# Page excerpt
Content starts

In the state of Washington, 80% of dentists practice in the five most populated counties. Ten counties have fewer than ten dentists. Two counties have none at all.
These disparities mean families from rural areas driving hours for a filling, children with untreated tooth decay that affects their ability to eat and learn, and elderly residents losing teeth because no provider is close enough to help. Oral health has long been described as a "silent crisis" in rural America: high need, low access, and often absent from broader healthcare conversations.
For the founders of Pacific Northwest University of Health Sciences (PNWU), gaps like this served as the motivation for their vision.
A University Built on a Specific Problem #
PNWU was founded in 2005 in Yakima, Washington, as a direct response to a looming workforce crisis. A study commissioned early in the university's history found that a significant number of physicians across the Northwest, particularly in rural communities, were nearing retirement age, with no sufficient pipeline of new providers to replace them. "We were going to be facing a significant gap in primary care providers in rural and underserved communities in the Northwest," explains Adam Story, Vice President of University Relations, who has been with the university since its early days. "That's why the university was founded."

Content ends

# Excerpted records
Content starts

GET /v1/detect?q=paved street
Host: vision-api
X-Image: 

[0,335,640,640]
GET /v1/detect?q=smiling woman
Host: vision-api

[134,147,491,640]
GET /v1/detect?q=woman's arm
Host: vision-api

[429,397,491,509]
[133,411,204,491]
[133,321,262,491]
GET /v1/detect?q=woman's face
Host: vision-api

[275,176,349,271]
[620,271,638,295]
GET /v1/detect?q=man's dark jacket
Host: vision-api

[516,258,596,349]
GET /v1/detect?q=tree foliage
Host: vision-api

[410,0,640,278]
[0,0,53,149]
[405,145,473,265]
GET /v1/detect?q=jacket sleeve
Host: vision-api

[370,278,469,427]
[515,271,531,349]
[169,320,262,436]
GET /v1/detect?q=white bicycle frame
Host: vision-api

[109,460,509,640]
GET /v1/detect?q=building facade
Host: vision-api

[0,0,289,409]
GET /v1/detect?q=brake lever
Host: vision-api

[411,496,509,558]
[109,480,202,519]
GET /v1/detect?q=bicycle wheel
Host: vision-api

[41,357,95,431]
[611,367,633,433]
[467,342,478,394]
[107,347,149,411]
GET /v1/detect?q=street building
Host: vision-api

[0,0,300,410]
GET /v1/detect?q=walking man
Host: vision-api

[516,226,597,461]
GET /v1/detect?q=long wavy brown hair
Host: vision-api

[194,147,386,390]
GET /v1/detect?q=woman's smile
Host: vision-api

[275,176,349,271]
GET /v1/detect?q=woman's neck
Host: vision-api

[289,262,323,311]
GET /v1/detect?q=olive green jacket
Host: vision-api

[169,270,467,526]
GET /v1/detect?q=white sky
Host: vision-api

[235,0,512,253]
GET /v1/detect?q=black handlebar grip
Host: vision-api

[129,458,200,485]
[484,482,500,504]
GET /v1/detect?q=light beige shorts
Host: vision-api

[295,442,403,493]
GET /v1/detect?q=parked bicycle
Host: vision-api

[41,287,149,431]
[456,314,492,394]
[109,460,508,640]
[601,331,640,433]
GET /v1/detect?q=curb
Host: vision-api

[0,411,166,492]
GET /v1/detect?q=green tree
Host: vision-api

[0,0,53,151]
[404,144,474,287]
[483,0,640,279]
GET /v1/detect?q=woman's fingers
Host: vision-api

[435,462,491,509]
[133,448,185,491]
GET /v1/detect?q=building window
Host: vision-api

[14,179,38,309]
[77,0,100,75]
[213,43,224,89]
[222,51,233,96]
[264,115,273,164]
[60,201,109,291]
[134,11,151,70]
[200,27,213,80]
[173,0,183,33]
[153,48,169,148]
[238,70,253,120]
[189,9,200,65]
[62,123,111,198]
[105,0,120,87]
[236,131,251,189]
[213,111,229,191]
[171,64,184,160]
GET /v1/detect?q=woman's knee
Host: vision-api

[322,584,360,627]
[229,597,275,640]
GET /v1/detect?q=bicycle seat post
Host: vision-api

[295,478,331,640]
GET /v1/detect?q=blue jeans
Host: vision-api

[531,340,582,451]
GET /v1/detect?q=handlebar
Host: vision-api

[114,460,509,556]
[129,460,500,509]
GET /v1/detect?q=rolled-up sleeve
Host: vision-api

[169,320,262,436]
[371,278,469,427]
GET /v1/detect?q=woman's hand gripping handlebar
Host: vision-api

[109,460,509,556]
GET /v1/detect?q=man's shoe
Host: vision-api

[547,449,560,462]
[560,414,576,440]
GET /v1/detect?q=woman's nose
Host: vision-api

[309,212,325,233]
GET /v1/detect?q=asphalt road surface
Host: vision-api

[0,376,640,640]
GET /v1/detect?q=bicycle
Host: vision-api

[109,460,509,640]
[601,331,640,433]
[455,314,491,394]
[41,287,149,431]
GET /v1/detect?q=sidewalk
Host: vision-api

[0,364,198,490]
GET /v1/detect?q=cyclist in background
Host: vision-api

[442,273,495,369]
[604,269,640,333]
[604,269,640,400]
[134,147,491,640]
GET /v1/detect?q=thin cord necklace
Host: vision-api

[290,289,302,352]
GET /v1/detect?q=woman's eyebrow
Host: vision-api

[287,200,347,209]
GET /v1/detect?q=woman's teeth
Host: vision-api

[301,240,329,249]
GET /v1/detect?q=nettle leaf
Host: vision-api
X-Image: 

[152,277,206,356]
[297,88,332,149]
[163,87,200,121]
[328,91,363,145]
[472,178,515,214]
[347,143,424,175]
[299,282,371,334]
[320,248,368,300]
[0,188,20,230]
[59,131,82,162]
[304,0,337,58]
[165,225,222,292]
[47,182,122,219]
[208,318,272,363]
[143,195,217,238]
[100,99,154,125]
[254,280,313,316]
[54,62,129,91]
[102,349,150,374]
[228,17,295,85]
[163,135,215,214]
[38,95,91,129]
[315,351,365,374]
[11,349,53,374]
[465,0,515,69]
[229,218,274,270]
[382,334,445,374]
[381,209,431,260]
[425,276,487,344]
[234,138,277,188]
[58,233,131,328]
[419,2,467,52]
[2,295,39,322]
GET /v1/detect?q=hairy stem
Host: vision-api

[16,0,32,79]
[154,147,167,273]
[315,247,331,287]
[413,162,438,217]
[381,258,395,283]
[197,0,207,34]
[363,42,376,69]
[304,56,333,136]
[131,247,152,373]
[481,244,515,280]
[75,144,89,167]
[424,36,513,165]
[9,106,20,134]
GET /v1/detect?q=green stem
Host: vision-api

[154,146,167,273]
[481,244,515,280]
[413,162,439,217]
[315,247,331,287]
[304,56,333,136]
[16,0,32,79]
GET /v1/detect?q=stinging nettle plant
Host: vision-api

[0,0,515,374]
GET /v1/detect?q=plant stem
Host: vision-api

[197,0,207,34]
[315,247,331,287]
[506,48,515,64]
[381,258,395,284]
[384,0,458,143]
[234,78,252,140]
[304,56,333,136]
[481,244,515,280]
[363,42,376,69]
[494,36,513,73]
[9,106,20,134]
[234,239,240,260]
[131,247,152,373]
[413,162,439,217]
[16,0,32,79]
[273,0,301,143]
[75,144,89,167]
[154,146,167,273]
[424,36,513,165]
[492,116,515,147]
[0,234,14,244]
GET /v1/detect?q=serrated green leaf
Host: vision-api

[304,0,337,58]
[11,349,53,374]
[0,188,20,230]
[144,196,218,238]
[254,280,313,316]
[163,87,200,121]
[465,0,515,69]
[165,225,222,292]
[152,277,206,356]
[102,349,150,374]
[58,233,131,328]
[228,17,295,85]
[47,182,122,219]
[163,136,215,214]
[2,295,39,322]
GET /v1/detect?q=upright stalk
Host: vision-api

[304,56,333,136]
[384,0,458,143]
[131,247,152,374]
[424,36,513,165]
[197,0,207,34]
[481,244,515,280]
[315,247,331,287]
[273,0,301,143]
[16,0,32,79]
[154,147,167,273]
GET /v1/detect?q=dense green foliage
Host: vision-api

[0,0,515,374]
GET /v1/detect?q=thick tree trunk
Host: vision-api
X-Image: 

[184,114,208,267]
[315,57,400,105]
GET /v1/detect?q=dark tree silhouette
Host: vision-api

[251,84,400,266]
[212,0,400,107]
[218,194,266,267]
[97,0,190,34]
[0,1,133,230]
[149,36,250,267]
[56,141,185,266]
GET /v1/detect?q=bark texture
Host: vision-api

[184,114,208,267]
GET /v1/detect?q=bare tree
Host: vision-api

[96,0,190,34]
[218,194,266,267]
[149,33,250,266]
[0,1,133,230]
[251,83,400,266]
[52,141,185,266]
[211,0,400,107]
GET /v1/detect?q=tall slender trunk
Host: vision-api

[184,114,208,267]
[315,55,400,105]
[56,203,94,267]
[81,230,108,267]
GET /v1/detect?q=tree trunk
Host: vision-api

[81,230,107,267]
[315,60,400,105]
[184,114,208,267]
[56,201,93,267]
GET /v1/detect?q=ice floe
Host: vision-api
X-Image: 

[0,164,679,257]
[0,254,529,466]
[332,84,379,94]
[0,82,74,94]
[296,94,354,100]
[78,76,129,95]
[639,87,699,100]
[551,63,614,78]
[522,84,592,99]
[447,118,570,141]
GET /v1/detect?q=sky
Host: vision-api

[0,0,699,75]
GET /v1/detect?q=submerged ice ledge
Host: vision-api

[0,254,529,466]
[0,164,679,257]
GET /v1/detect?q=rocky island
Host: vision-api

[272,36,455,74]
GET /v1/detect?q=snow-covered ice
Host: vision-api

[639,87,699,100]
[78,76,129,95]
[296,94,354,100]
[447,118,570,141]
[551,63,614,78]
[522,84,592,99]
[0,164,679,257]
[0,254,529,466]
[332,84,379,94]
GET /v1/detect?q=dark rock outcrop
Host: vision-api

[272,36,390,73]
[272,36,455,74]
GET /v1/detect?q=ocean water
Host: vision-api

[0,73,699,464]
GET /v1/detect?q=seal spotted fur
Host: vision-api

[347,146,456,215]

Content ends

# Study questions
[a] According to the article on PNWU, in what year and in what city was the university founded?
[b] From the article on PNWU, copy out the part that opens with the words containing "In the state" and closes with "none at all.".
[c] List every consequence of the disparities in dental care that the article on PNWU names.
The data is separate material and does not form part of the article on PNWU.

# Solution list
[a] It was founded in 2005 in Yakima, Washington.

[b]
In the state of Washington, 80% of dentists practice in the five most populated counties. Ten counties have fewer than ten dentists. Two counties have none at all.

[c]
- Families from rural areas driving hours for a filling
- Children with untreated tooth decay that affects their ability to eat and learn
- Elderly residents losing teeth because no provider is close enough to help